**Written problem:**
Please pull out every line of the data below that contains the word "stand" and copy each such line unchanged.

**Exercise material:**
--

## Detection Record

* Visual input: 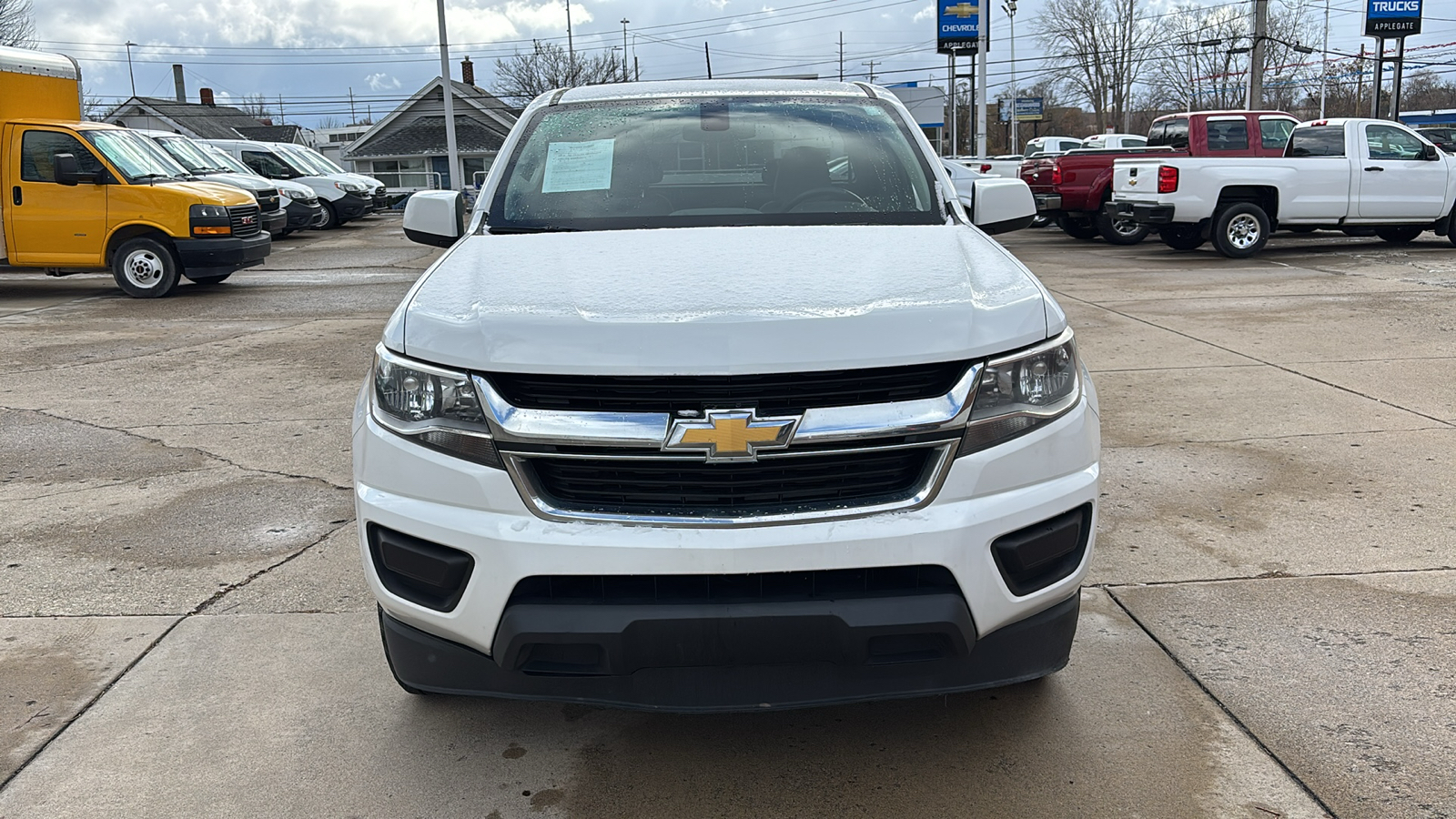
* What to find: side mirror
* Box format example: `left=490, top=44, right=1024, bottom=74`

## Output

--

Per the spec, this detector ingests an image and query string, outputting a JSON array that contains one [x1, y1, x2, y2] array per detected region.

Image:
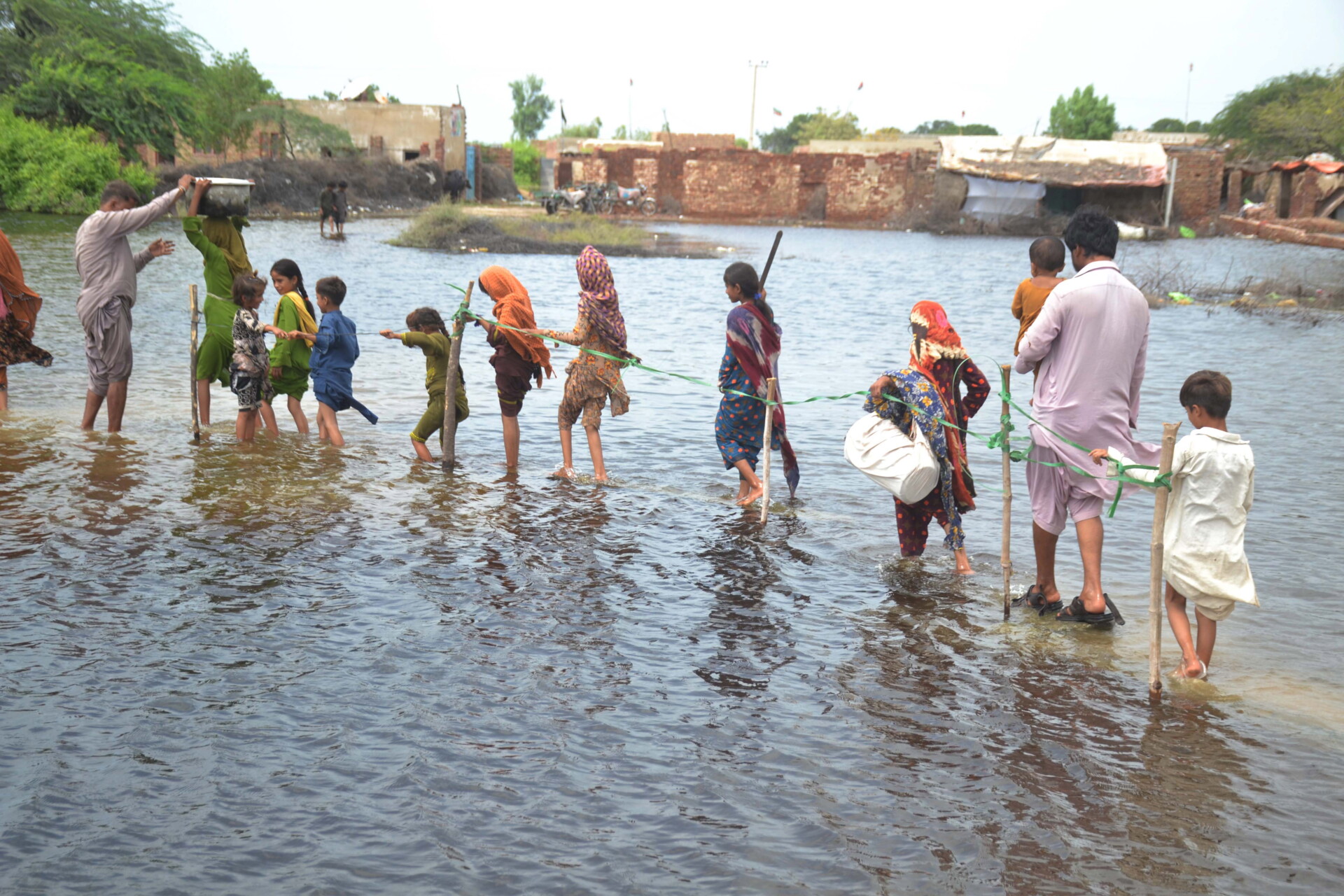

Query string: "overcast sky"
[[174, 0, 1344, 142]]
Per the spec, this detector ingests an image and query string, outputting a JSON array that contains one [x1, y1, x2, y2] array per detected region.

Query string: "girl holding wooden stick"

--

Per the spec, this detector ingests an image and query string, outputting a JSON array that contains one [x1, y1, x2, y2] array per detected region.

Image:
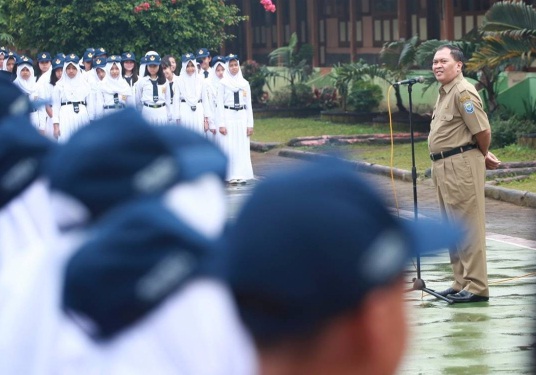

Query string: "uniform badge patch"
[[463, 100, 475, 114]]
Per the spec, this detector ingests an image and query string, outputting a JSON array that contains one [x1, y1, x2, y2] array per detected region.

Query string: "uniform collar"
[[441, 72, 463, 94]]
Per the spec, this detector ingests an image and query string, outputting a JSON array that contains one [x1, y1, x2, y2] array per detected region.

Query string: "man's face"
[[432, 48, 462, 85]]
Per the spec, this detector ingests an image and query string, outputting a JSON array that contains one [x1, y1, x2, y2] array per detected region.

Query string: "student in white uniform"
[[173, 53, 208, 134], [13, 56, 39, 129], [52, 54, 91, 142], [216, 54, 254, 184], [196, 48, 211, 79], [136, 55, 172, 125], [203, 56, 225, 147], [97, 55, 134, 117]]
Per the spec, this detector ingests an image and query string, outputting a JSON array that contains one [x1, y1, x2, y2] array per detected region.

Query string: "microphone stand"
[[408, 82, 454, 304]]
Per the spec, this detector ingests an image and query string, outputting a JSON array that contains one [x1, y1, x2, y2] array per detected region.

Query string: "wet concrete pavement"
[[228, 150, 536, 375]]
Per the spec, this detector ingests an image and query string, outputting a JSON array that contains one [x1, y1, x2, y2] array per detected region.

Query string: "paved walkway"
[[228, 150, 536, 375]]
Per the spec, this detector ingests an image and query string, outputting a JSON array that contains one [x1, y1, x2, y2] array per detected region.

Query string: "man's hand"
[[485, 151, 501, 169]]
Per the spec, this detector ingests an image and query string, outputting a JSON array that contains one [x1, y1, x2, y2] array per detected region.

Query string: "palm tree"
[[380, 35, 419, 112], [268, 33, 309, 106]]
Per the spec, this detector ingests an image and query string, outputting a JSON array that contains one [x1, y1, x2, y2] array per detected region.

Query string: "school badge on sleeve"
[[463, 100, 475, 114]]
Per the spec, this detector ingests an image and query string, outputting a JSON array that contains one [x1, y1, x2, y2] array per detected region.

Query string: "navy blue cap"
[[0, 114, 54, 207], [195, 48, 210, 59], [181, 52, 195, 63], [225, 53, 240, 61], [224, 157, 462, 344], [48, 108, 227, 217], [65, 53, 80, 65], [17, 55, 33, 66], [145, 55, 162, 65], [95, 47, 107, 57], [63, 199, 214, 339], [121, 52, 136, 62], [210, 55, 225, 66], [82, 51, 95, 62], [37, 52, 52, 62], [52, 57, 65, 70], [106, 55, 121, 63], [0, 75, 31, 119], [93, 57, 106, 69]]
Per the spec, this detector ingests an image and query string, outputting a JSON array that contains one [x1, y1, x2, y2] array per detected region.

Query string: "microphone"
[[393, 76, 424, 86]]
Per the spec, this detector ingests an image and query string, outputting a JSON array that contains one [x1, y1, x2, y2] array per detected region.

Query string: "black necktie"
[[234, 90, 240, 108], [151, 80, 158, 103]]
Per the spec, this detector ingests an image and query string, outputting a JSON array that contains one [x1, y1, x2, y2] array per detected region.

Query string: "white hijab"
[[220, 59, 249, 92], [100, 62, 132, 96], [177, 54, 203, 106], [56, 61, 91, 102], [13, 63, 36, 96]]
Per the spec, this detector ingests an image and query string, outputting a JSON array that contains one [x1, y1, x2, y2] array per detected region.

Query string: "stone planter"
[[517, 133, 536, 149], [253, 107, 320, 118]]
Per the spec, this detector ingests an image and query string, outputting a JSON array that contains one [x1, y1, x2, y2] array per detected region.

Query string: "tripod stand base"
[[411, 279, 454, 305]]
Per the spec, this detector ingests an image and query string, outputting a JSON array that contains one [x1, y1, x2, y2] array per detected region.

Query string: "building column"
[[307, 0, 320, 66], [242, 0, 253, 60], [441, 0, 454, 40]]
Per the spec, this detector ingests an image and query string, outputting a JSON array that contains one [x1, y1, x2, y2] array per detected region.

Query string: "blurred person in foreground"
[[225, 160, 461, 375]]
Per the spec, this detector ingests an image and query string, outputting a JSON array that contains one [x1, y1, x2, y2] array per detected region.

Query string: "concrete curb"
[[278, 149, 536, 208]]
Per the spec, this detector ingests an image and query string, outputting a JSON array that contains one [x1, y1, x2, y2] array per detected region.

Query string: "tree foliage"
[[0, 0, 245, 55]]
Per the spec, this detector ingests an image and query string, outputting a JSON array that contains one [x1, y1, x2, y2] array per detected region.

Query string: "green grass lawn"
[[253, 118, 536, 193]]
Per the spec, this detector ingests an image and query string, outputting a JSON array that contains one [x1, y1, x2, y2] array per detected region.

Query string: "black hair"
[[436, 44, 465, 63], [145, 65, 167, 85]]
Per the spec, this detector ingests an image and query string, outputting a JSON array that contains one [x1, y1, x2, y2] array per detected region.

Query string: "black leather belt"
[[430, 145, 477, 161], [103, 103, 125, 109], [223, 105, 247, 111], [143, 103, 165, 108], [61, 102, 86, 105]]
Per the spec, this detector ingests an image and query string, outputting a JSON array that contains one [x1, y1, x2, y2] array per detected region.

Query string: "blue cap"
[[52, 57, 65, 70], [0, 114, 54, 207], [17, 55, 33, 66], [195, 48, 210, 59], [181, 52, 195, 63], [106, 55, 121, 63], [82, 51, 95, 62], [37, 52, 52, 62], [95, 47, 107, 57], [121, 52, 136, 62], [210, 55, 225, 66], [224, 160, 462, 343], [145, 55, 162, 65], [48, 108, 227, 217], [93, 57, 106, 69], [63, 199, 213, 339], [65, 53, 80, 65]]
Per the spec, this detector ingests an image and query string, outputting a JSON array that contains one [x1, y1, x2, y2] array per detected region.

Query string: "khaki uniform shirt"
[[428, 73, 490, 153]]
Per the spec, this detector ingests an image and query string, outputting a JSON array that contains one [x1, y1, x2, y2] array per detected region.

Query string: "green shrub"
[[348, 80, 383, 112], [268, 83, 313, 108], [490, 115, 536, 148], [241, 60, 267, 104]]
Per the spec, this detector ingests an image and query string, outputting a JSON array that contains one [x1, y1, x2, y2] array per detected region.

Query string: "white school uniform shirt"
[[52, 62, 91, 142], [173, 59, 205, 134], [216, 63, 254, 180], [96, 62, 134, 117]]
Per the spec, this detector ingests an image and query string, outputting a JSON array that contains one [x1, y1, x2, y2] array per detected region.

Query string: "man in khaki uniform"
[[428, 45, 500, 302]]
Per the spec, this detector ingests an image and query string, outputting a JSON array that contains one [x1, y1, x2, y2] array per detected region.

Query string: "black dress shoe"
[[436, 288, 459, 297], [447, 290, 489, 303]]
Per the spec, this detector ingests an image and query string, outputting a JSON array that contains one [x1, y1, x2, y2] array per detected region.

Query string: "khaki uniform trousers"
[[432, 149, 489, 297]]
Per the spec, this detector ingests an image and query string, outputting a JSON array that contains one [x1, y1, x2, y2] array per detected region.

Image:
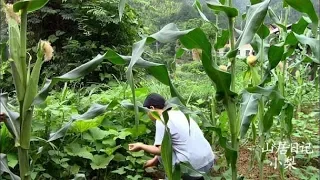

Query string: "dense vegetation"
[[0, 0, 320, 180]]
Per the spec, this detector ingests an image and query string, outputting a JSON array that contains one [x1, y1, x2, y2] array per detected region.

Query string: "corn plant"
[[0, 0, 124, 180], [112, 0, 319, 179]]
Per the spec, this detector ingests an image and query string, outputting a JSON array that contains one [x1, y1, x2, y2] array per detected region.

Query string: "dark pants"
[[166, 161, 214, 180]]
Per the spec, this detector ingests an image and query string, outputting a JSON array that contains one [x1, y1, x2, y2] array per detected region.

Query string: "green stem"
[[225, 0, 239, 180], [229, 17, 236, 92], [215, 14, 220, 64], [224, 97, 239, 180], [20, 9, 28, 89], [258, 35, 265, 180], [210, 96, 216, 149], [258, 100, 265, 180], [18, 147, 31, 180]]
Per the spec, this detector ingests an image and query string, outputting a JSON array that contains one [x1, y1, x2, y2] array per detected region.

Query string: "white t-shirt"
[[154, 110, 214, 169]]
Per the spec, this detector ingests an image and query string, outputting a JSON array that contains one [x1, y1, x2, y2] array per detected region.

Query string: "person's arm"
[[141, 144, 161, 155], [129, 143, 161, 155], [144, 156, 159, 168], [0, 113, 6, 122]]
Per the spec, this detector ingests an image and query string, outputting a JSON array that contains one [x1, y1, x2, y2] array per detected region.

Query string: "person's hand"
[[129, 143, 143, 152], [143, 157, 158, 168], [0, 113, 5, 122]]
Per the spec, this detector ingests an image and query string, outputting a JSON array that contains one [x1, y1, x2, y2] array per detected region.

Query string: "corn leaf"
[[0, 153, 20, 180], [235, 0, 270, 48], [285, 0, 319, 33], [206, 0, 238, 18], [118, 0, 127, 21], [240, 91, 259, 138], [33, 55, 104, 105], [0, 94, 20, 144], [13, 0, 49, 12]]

--

**Solution for this exercise:**
Query string: "microphone stand"
Query string: "tripod stand base"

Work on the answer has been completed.